■ **WHAT IS REQUIRED**:
Using the golf passage below, answer each question on its own line, numbered to match.
1. In which city was the ESPN radio station that Nicklaus spoke to?
2. How many majors make up Nicklaus' record?
3. What was Woods' reply when asked about the publicized rivalry?

──────── PROVIDED PASSAGE

That's a bit disingenuous. Intimidation isn't about physical action, it's about threats, and in his prime, nobody was better at the mental game than Woods. He would occasionally attempt to "affect the shots" of his playing partners by, for instance, standing juuuust a bit too close to them on the green. But the point is taken: nobody's tackling any golfers, no matter how much fun that might be to see.
Another guy who knows a thing or two about mind games inside the ropes, Nicklaus, weighed in on Woods on Wednesday morning talking to an ESPN radio station in Washington, D.C. He laughed off Norman's comments ("Quiet, Greg, quiet. Down, boy") but noted that, indeed, this is a different world from the Tiger-stomping 2000s:
"During the couple of years when Tiger wasn't really there all of the sudden you have Rory McIlroy, Keegan Bradley and I could probably name a half dozen other guys that have all won and learned how to win in Tiger's absence," Nicklaus said. "They're not scared of him anymore. Before Tiger just showed up coming down the stretch, and everybody said, 'Oh, there's Tiger and I wilt.' They don't do that anymore."
Nicklaus did point out that Woods has plenty of time, and game, left to finish making his mark on the game, and perhaps even catch Nicklaus' record 18 majors. Nicklaus, after all, was 10 years older than Tiger is now when he won his 18th major, giving Woods (in theory) roughly 40 more majors to win four or five.
In the end, Woods will determine his fate on the course, the same way he rebounded from the scandals of nearly three years ago. In the meantime, he has little patience for the speculation. When asked his thoughts on the publicized rivalry, he answered with a curt, "I really don't care."
Perhaps, perhaps not. Either way, he's still got chances to put the final touches on his legacy. But from here on out, he'll be battling McIlroy all the way down the line.

────────────────
──────── SOURCE MATERIAL

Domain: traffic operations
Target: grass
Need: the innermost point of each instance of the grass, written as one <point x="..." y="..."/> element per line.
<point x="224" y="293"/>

────────────────

■ **REPLY TO THE EXERCISE**:
1. Washington, D.C.
2. 18
3. "I really don't care."